### Stated exercise
Render all of the data below as a numbered list with one entry per line, leaving out any blank lines.

━━━━━━━━

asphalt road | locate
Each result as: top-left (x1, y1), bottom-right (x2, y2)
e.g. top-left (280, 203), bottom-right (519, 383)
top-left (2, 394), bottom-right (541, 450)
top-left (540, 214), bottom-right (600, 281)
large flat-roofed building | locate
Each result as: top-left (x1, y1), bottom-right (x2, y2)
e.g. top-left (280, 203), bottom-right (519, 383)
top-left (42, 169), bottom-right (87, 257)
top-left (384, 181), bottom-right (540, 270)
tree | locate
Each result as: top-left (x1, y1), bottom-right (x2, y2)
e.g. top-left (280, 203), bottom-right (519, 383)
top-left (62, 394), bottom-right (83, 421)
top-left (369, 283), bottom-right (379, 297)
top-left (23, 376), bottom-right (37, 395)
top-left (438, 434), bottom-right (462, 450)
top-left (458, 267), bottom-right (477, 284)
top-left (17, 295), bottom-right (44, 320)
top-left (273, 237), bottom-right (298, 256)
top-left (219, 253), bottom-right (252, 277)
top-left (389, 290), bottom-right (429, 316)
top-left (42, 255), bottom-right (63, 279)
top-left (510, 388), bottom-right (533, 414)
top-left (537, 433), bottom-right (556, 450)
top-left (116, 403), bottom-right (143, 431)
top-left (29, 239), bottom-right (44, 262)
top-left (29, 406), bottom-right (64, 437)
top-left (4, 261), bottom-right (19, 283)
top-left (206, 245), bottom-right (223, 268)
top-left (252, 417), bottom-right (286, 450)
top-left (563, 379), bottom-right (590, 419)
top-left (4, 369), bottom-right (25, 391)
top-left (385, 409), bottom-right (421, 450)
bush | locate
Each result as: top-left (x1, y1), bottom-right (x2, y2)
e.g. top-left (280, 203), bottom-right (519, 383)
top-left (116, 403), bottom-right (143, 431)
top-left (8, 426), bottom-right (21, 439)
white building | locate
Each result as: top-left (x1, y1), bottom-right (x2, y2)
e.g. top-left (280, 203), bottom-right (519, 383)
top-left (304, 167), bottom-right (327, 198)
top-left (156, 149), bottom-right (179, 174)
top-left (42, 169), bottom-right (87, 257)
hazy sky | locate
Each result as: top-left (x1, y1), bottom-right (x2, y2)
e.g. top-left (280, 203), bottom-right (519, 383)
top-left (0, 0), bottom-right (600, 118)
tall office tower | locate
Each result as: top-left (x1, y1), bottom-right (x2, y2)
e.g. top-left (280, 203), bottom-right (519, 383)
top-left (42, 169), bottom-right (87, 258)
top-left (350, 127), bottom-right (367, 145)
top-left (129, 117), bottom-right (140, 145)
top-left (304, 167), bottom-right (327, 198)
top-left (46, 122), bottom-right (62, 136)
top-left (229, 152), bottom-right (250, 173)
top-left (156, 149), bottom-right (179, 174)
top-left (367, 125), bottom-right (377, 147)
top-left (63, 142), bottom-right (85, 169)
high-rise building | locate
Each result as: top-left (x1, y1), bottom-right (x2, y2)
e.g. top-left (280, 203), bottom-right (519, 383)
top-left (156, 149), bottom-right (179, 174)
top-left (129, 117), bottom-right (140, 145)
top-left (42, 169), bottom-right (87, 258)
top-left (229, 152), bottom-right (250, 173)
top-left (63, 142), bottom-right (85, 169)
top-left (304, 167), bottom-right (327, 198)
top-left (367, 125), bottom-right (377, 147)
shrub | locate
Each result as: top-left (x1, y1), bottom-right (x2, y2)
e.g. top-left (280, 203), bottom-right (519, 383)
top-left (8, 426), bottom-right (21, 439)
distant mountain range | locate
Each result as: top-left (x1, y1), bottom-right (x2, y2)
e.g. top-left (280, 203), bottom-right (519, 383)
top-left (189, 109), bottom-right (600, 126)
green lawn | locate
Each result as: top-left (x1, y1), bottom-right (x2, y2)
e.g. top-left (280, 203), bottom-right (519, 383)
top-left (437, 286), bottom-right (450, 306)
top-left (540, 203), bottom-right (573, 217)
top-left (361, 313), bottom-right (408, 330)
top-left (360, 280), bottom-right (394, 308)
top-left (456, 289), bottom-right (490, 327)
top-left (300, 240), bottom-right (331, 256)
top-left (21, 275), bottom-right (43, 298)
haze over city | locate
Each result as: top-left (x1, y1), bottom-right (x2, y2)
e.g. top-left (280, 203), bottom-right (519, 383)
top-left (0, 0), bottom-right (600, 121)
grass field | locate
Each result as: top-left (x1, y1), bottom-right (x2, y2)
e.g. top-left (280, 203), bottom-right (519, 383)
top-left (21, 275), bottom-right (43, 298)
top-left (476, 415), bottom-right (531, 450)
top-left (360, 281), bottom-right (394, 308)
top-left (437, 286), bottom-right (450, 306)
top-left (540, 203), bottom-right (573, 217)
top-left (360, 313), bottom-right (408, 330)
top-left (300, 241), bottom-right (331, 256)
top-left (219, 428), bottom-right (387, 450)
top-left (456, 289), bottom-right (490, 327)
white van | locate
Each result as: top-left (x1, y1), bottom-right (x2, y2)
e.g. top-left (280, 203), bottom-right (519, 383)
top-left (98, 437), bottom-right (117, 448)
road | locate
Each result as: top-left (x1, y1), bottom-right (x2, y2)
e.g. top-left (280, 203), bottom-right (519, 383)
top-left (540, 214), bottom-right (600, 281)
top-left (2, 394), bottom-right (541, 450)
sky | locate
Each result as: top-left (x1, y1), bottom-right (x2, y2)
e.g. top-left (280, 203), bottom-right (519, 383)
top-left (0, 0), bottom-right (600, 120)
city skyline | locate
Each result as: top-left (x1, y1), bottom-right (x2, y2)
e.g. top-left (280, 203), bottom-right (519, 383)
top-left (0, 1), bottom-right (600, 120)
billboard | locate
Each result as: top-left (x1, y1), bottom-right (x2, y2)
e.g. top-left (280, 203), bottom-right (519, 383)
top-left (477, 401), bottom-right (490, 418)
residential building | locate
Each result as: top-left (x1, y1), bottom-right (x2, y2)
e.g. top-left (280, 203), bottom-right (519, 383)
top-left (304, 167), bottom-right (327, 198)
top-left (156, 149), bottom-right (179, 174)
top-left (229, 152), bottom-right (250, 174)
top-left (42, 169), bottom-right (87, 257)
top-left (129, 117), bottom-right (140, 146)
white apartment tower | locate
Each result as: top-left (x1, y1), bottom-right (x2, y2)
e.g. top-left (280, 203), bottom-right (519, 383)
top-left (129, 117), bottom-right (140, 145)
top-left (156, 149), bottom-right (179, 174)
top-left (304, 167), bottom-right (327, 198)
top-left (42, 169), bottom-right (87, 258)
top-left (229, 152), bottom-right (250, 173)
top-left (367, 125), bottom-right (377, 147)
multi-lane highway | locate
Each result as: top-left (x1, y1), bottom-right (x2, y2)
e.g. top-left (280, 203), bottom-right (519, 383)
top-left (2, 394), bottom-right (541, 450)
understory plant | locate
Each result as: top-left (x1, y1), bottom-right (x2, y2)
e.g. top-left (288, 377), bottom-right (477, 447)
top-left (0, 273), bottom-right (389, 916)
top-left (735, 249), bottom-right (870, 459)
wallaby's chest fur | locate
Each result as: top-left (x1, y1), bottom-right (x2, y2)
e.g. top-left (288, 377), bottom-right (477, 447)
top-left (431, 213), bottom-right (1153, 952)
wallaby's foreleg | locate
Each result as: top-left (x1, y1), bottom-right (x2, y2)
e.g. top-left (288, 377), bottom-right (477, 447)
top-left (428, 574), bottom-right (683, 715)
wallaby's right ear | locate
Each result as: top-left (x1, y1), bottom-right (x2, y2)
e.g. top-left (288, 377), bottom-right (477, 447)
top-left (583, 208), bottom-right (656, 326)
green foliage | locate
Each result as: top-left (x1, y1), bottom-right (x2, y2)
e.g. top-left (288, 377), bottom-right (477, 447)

━━━━━━━━

### Exercise result
1. asphalt road | locate
2. Each result as: top-left (x1, y1), bottom-right (x2, y2)
3. e.g. top-left (280, 203), bottom-right (519, 383)
4. top-left (2, 394), bottom-right (541, 450)
5. top-left (540, 214), bottom-right (600, 281)
6. large flat-roofed building | locate
7. Each result as: top-left (x1, y1), bottom-right (x2, y2)
8. e.g. top-left (280, 203), bottom-right (519, 383)
9. top-left (42, 169), bottom-right (87, 257)
10. top-left (384, 181), bottom-right (540, 270)
11. tree | locate
12. Each result as: top-left (x1, y1), bottom-right (x2, y2)
13. e.g. top-left (280, 203), bottom-right (519, 383)
14. top-left (62, 394), bottom-right (83, 421)
15. top-left (369, 283), bottom-right (379, 297)
16. top-left (23, 376), bottom-right (37, 395)
17. top-left (438, 434), bottom-right (462, 450)
18. top-left (458, 267), bottom-right (477, 284)
19. top-left (17, 295), bottom-right (44, 320)
20. top-left (273, 237), bottom-right (298, 256)
21. top-left (219, 253), bottom-right (252, 277)
22. top-left (389, 290), bottom-right (429, 316)
23. top-left (42, 255), bottom-right (63, 279)
24. top-left (510, 388), bottom-right (533, 414)
25. top-left (537, 433), bottom-right (556, 450)
26. top-left (116, 403), bottom-right (143, 431)
27. top-left (29, 239), bottom-right (44, 262)
28. top-left (29, 406), bottom-right (64, 437)
29. top-left (4, 261), bottom-right (19, 283)
30. top-left (206, 245), bottom-right (223, 268)
31. top-left (252, 417), bottom-right (286, 450)
32. top-left (563, 379), bottom-right (590, 419)
33. top-left (4, 369), bottom-right (25, 391)
34. top-left (385, 409), bottom-right (421, 450)
35. bush | locate
36. Each result as: top-left (x1, y1), bottom-right (x2, y2)
37. e.g. top-left (280, 203), bottom-right (519, 383)
38. top-left (116, 403), bottom-right (143, 431)
39. top-left (8, 426), bottom-right (21, 439)
40. white building | locate
41. Each result as: top-left (x1, y1), bottom-right (x2, y2)
42. e.g. top-left (280, 203), bottom-right (519, 383)
43. top-left (304, 167), bottom-right (327, 198)
44. top-left (156, 149), bottom-right (179, 174)
45. top-left (42, 169), bottom-right (87, 257)
46. hazy sky | locate
47. Each result as: top-left (x1, y1), bottom-right (x2, y2)
48. e.g. top-left (280, 203), bottom-right (519, 383)
49. top-left (0, 0), bottom-right (600, 118)
50. tall office tower | locate
51. Each result as: top-left (x1, y1), bottom-right (x2, y2)
52. e.g. top-left (280, 203), bottom-right (519, 383)
53. top-left (42, 169), bottom-right (87, 258)
54. top-left (350, 127), bottom-right (367, 145)
55. top-left (129, 117), bottom-right (140, 145)
56. top-left (304, 167), bottom-right (327, 198)
57. top-left (46, 122), bottom-right (62, 136)
58. top-left (229, 152), bottom-right (250, 173)
59. top-left (156, 149), bottom-right (179, 174)
60. top-left (367, 125), bottom-right (377, 147)
61. top-left (63, 142), bottom-right (85, 169)
62. high-rise building | locate
63. Each result as: top-left (x1, y1), bottom-right (x2, y2)
64. e.g. top-left (280, 203), bottom-right (519, 383)
65. top-left (156, 149), bottom-right (179, 174)
66. top-left (129, 117), bottom-right (140, 145)
67. top-left (42, 169), bottom-right (87, 258)
68. top-left (229, 152), bottom-right (250, 173)
69. top-left (63, 142), bottom-right (85, 169)
70. top-left (304, 167), bottom-right (327, 198)
71. top-left (367, 125), bottom-right (377, 147)
72. shrub | locate
73. Each result as: top-left (x1, y1), bottom-right (x2, y2)
74. e.g. top-left (280, 203), bottom-right (519, 383)
75. top-left (8, 426), bottom-right (21, 439)
76. distant mountain range | locate
77. Each result as: top-left (x1, y1), bottom-right (x2, y2)
78. e.g. top-left (280, 203), bottom-right (519, 383)
79. top-left (189, 109), bottom-right (600, 126)
80. green lawn | locate
81. Each result as: top-left (x1, y1), bottom-right (x2, y2)
82. e.g. top-left (280, 203), bottom-right (519, 383)
83. top-left (437, 286), bottom-right (450, 306)
84. top-left (540, 203), bottom-right (573, 217)
85. top-left (361, 313), bottom-right (408, 330)
86. top-left (360, 280), bottom-right (394, 308)
87. top-left (456, 289), bottom-right (490, 327)
88. top-left (300, 240), bottom-right (331, 256)
89. top-left (21, 275), bottom-right (43, 298)
90. haze over city | locate
91. Each result as: top-left (x1, y1), bottom-right (x2, y2)
92. e.g. top-left (280, 203), bottom-right (519, 383)
93. top-left (0, 0), bottom-right (600, 121)
94. grass field | locate
95. Each result as: top-left (x1, y1), bottom-right (x2, y2)
96. e.g. top-left (280, 203), bottom-right (519, 383)
97. top-left (21, 275), bottom-right (43, 298)
98. top-left (476, 415), bottom-right (531, 450)
99. top-left (360, 281), bottom-right (394, 308)
100. top-left (437, 286), bottom-right (450, 306)
101. top-left (540, 203), bottom-right (573, 217)
102. top-left (360, 313), bottom-right (408, 330)
103. top-left (300, 241), bottom-right (331, 256)
104. top-left (219, 428), bottom-right (387, 450)
105. top-left (456, 289), bottom-right (490, 327)
106. white van | locate
107. Each result as: top-left (x1, y1), bottom-right (x2, y2)
108. e.g. top-left (280, 203), bottom-right (519, 383)
109. top-left (98, 437), bottom-right (117, 448)
110. road | locate
111. Each result as: top-left (x1, y1), bottom-right (x2, y2)
112. e.g. top-left (280, 203), bottom-right (519, 383)
113. top-left (540, 214), bottom-right (600, 281)
114. top-left (2, 394), bottom-right (541, 450)
115. sky | locate
116. Each result as: top-left (x1, y1), bottom-right (x2, y2)
117. e.g. top-left (280, 203), bottom-right (519, 383)
118. top-left (0, 0), bottom-right (600, 120)
119. city skyline | locate
120. Each result as: top-left (x1, y1), bottom-right (x2, y2)
121. e.g. top-left (280, 203), bottom-right (519, 383)
122. top-left (0, 1), bottom-right (600, 120)
123. billboard | locate
124. Each result as: top-left (x1, y1), bottom-right (x2, y2)
125. e.g. top-left (280, 203), bottom-right (519, 383)
126. top-left (477, 401), bottom-right (490, 418)
127. residential building | locate
128. Each result as: top-left (x1, y1), bottom-right (x2, y2)
129. e.g. top-left (280, 203), bottom-right (519, 383)
130. top-left (304, 167), bottom-right (327, 198)
131. top-left (156, 149), bottom-right (179, 174)
132. top-left (229, 152), bottom-right (250, 174)
133. top-left (42, 169), bottom-right (87, 257)
134. top-left (129, 117), bottom-right (140, 146)
135. white apartment tower | locate
136. Each result as: top-left (x1, y1), bottom-right (x2, y2)
137. e.g. top-left (280, 203), bottom-right (519, 383)
138. top-left (129, 117), bottom-right (140, 145)
139. top-left (156, 149), bottom-right (179, 174)
140. top-left (304, 167), bottom-right (327, 198)
141. top-left (42, 169), bottom-right (87, 258)
142. top-left (229, 152), bottom-right (250, 173)
143. top-left (367, 125), bottom-right (377, 147)
144. multi-lane highway | locate
145. Each result as: top-left (x1, y1), bottom-right (x2, y2)
146. e.g. top-left (280, 203), bottom-right (519, 383)
147. top-left (2, 394), bottom-right (541, 450)
148. understory plant | locate
149. Each result as: top-left (x1, y1), bottom-right (x2, y2)
150. e.g. top-left (288, 377), bottom-right (477, 447)
151. top-left (0, 273), bottom-right (389, 916)
152. top-left (735, 249), bottom-right (870, 459)
153. wallaby's chest fur | locate
154. Each result as: top-left (x1, y1), bottom-right (x2, y2)
155. e.g. top-left (288, 377), bottom-right (477, 447)
156. top-left (431, 213), bottom-right (1153, 952)
157. wallaby's foreleg | locate
158. Each result as: top-left (x1, y1), bottom-right (x2, y2)
159. e.g. top-left (288, 377), bottom-right (477, 447)
160. top-left (428, 574), bottom-right (683, 715)
161. wallaby's right ear | locate
162. Each result as: top-left (x1, y1), bottom-right (x2, y2)
163. e.g. top-left (288, 377), bottom-right (477, 447)
164. top-left (583, 208), bottom-right (656, 326)
165. green foliage | locate
166. Each result as: top-left (x1, y1), bottom-right (x2, y2)
167. e.g. top-left (288, 377), bottom-right (477, 447)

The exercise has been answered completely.